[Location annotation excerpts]
————————
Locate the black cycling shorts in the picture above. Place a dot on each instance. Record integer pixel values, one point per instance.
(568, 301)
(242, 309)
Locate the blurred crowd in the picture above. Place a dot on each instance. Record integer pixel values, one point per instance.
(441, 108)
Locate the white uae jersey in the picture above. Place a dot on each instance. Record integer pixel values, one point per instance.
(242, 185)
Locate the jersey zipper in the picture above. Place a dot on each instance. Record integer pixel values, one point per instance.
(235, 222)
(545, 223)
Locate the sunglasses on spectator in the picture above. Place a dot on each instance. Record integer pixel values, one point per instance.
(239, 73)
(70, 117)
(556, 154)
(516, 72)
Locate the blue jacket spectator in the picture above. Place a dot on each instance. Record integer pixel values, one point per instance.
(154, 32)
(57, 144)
————————
Written problem
Please repeat the listing word for word, starting with the line that contains "Locate the white" and continuing through the end of the listing.

Task output
Locate the white uae jersey in the picture above. Place a dot on each instance. Record integer pixel values, one point per instance.
(242, 185)
Locate the jersey zipper in the picture above. Place a dot on each instance. Record integer pixel values, one point per instance.
(235, 222)
(545, 223)
Locate the sunglasses on spectator in the picture above. Place a dot on each instance. Record integer pixel values, one point per instance.
(239, 73)
(70, 117)
(556, 154)
(516, 72)
Locate the blue jacket spectator in the picture above. Place a dot on each instance. Record integer pixel values, one point per instance.
(154, 32)
(57, 144)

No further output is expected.